**Exercise aim**
Report every line of the items below that contains the string "pink", copying each line in full. Case counts.

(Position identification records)
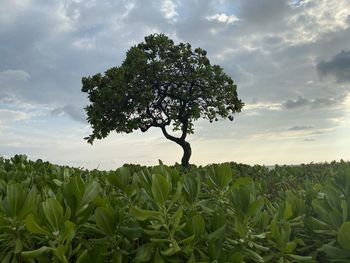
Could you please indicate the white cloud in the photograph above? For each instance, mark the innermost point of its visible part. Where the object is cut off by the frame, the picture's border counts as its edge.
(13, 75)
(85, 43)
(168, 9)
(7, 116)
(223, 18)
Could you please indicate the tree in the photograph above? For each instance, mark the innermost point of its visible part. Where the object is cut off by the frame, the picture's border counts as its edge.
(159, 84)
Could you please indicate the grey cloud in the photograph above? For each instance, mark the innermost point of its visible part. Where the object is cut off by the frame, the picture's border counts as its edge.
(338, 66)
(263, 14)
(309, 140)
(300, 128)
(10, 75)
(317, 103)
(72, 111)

* * *

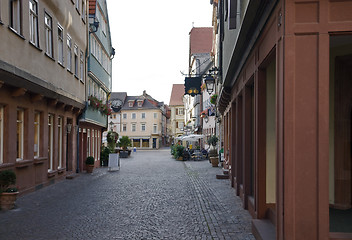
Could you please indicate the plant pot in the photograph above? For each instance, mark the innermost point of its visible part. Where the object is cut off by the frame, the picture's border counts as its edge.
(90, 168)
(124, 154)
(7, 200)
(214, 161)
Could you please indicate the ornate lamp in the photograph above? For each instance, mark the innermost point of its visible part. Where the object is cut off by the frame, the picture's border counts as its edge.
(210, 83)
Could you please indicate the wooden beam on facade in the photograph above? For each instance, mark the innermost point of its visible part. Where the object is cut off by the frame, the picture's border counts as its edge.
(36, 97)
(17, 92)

---

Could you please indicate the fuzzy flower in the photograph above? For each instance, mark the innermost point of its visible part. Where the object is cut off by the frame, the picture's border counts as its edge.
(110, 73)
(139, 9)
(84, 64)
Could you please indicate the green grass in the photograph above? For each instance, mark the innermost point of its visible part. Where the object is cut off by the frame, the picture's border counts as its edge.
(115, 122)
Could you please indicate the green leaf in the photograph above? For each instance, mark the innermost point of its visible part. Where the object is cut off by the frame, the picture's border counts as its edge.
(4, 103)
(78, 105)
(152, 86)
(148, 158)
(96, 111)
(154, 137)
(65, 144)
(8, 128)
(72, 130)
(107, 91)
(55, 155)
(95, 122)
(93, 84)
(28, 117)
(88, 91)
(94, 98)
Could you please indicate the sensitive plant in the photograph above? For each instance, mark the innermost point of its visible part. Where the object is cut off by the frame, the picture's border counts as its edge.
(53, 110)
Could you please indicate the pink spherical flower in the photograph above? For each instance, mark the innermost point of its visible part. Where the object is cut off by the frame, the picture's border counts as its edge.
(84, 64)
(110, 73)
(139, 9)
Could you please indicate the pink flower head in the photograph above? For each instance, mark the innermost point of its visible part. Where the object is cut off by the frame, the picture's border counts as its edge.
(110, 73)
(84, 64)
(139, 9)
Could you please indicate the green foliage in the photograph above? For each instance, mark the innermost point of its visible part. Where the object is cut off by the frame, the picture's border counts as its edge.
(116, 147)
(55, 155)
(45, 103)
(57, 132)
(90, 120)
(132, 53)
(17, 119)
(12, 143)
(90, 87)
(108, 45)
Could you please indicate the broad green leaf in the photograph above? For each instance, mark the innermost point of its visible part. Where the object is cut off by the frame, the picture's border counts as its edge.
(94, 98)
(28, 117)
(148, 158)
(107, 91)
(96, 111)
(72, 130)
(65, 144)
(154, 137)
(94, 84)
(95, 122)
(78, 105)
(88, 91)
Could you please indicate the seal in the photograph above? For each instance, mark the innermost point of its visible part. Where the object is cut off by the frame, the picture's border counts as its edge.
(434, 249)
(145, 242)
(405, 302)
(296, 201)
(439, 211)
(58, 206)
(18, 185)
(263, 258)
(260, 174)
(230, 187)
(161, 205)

**Completed task**
Could you please indicate the pink spherical flower in the photograph above? For each instance, mark the innermost point of its visible part. Where the object is cut off by the frame, the picture's border counts as its edge.
Could you please indicate the pink flower head in the photograph above? For each instance, mark the innermost point of its visible part. Where the object is cut off by the frame, the picture's border counts as its edge.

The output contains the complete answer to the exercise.